=== PROBLEM REQUIREMENTS ===
Where the records appear below, transcribe them exactly, leaving none out.

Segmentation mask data
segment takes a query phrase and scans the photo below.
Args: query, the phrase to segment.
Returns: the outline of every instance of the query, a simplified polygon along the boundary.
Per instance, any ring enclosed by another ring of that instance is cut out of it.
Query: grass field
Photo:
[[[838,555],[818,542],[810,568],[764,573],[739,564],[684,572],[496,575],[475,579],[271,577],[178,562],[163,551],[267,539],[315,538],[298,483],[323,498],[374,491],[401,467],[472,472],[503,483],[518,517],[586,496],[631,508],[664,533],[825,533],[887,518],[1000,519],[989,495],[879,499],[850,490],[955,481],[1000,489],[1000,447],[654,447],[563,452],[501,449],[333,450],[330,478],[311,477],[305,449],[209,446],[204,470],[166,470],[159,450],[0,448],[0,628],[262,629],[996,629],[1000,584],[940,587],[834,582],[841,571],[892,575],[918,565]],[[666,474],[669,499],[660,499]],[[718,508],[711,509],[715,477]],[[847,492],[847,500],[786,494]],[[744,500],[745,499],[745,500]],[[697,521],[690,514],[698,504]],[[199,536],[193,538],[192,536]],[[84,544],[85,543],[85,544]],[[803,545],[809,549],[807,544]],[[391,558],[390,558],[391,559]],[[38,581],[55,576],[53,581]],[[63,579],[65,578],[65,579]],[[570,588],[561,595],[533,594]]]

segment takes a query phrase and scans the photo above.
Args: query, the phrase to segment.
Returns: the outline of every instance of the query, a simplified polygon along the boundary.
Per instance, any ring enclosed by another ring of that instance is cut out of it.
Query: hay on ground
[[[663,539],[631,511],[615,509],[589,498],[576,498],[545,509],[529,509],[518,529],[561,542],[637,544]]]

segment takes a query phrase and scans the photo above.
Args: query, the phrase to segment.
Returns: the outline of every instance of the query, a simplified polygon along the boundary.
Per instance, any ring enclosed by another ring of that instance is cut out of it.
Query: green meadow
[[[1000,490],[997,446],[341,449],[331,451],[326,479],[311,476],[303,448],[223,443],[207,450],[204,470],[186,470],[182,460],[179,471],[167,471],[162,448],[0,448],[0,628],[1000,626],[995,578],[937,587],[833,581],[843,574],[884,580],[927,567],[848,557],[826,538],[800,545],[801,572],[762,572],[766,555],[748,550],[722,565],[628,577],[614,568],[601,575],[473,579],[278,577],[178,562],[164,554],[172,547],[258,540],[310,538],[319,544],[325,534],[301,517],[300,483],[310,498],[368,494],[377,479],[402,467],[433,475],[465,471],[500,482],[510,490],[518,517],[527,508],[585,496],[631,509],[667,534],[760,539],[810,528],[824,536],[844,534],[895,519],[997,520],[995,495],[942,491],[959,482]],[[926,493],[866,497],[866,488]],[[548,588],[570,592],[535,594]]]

=== REPLY ===
segment takes a query phrase and scans the photo below.
Args: query, the phrase to segment.
Returns: the outline of every instance of the query, a simplified polygon along the boundary.
Per instance, any ring enclosed by another ring of that instance is cut out of it.
Query: grass field
Photo:
[[[838,555],[818,542],[810,568],[764,573],[739,564],[684,572],[496,575],[475,579],[271,577],[178,562],[163,551],[267,539],[315,538],[298,483],[323,498],[374,491],[401,467],[472,472],[503,483],[518,517],[586,496],[631,508],[664,533],[825,533],[887,518],[1000,519],[989,495],[879,499],[850,490],[955,481],[1000,489],[1000,447],[654,447],[563,452],[501,449],[333,450],[330,478],[311,477],[305,449],[209,446],[204,470],[166,470],[159,450],[0,448],[0,628],[262,629],[996,629],[1000,584],[940,587],[834,582],[841,571],[892,575],[918,565]],[[666,474],[669,499],[660,499]],[[718,508],[711,509],[715,477]],[[847,492],[847,500],[786,494]],[[744,500],[745,499],[745,500]],[[697,521],[690,514],[698,504]],[[199,536],[193,538],[192,536]],[[84,544],[85,543],[85,544]],[[803,545],[809,549],[807,544]],[[391,558],[390,558],[391,559]],[[38,581],[55,576],[53,581]],[[63,579],[65,578],[65,579]],[[570,588],[561,595],[533,594]]]

segment takes a query phrase and scans the photo above.
Args: query, the phrase to segment.
Returns: the outline of every instance of the query, a simplified polygon along the boundary.
Per instance, any ring enclosed by another ring of that instance is cut out of it.
Query: hay on ground
[[[663,539],[631,511],[615,509],[589,498],[576,498],[545,509],[529,509],[518,529],[561,542],[637,544]]]

segment takes a query phrase and scans the photo above.
Args: query, the phrase to segment.
Returns: the outline of every instance of the query, a simplified polygon along the boundary.
Per instance, any ring enclosed by another ring of that instance is cut out of it.
Query: green meadow
[[[1000,490],[997,446],[341,449],[331,451],[326,479],[311,476],[303,448],[223,443],[207,450],[204,470],[186,470],[182,460],[179,471],[167,471],[162,448],[0,448],[0,628],[1000,626],[995,578],[937,587],[833,581],[843,574],[884,580],[927,567],[848,557],[826,538],[800,545],[801,572],[762,572],[766,555],[748,550],[722,565],[628,577],[614,568],[601,575],[473,579],[278,577],[178,562],[164,554],[172,547],[258,540],[310,538],[319,544],[325,534],[301,517],[300,483],[310,498],[368,494],[377,479],[402,467],[433,475],[465,471],[500,482],[510,490],[518,517],[527,508],[585,496],[631,509],[667,534],[760,539],[810,528],[824,536],[844,534],[895,519],[997,520],[995,495],[942,491],[959,482]],[[926,493],[866,497],[866,488]],[[548,588],[570,592],[535,594]]]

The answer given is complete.